WHAT IS EXPECTED: Copy out the material below word for word, keeping every line in order. Leave the pictures out of your copy.

Dataset records:
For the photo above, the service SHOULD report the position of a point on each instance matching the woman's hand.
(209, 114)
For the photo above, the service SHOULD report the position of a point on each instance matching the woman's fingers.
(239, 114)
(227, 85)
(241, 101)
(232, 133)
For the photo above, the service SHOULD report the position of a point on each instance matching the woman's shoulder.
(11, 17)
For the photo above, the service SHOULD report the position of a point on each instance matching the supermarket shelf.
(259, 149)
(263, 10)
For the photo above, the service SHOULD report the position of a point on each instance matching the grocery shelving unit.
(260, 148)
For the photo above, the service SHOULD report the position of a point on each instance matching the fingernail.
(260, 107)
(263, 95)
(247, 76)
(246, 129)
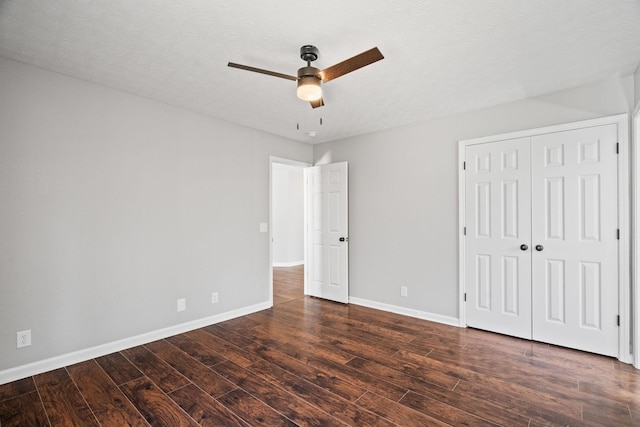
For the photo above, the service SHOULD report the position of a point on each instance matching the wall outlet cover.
(23, 338)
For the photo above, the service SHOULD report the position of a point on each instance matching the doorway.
(287, 198)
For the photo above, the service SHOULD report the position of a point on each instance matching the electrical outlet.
(24, 338)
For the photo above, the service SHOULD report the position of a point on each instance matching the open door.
(327, 271)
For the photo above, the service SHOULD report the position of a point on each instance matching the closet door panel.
(498, 218)
(574, 235)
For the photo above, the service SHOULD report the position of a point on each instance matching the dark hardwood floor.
(310, 362)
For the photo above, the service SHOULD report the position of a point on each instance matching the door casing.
(624, 284)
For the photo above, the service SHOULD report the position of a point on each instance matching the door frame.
(635, 265)
(302, 165)
(624, 283)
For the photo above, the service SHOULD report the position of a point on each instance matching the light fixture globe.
(309, 84)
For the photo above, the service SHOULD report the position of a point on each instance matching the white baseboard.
(24, 371)
(288, 264)
(438, 318)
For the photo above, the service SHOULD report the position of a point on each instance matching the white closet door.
(498, 222)
(574, 235)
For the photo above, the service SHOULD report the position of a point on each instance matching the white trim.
(635, 219)
(24, 371)
(288, 264)
(425, 315)
(622, 122)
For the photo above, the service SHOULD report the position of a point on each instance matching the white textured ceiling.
(441, 56)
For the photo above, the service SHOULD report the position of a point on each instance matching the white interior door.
(574, 232)
(498, 218)
(327, 235)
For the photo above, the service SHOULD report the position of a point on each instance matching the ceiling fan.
(309, 78)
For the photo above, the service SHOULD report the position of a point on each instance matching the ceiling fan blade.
(317, 103)
(261, 71)
(351, 64)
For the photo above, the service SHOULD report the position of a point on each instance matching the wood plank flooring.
(308, 362)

FINISHED ANSWER:
For the photo above, the service SHOULD report the position of a point on each instance matching the woman's hand.
(209, 114)
For the photo above, the service SHOULD report the position of a point on each instance matching the woman's fingers.
(239, 114)
(227, 85)
(241, 101)
(232, 133)
For the photo above, the service SHOULD report the position of a point on each instance matching the woman's shoulder.
(11, 17)
For the photo above, the service SHOULD report the position of a point on each instance matching the supermarket shelf.
(259, 149)
(263, 10)
For the photo above, the service SHOULD report the position of a point on each instance matching the grocery shelving unit.
(260, 148)
For the photo above, the service SHOULD report the position of a point on each instance matching the fingernail.
(260, 107)
(263, 95)
(247, 76)
(246, 129)
For the photo above, the service SHOULD report the position of a point on each instance matching the wall outlet cover.
(23, 338)
For the photo above, the service SHOULD report the position of a point on each instance matching the doorway.
(287, 198)
For the photo above, the service SHOULD report the position of a point on each instance matching the electrical outlet.
(24, 338)
For the photo above, the service SHOULD report the position of a point on each instance matching the open door.
(327, 271)
For the photo above, the service SHOULD report the position of a point on each instance matching the closet door panel.
(498, 218)
(574, 235)
For the photo above, the service SHOULD report the position of a point on each instance matching the dark hardwood floor.
(310, 362)
For the photo above, the service SHOULD report the position of a point on each instance matching the door casing.
(624, 284)
For the photo above, the service SHOULD report the position of a point on each instance matching the door frame.
(635, 265)
(302, 165)
(624, 283)
For the photo above, the service SHOULD report the position of a point on each instance matching the light fixture globe.
(309, 84)
For the photo above, the service SHOULD report the position of a point on each instance matching the white baseboard.
(24, 371)
(288, 264)
(438, 318)
For the photo above, the service SHOULD report the position of a point on each instance matching the white closet door.
(498, 222)
(574, 235)
For the photo above, the service SHOULD report the position of a point on each instance matching the white trim.
(635, 219)
(24, 371)
(288, 264)
(425, 315)
(622, 122)
For the photo above, the service SHOULD report the position of a point on each instance matching the white textured ceiling.
(441, 56)
For the photo above, the service SHOULD report the position of a point on each instance matching the white interior door.
(574, 232)
(498, 218)
(327, 235)
For the photo above, the service SHOULD report the position of a point on each instance matching the ceiling fan.
(309, 78)
For the photo above, the service SHOULD report the position of a point on each instance matching the ceiling fan blade.
(317, 103)
(261, 71)
(351, 64)
For the photo above, the service SHOULD report the position of a point on each instance matching the wood plank flooring.
(308, 362)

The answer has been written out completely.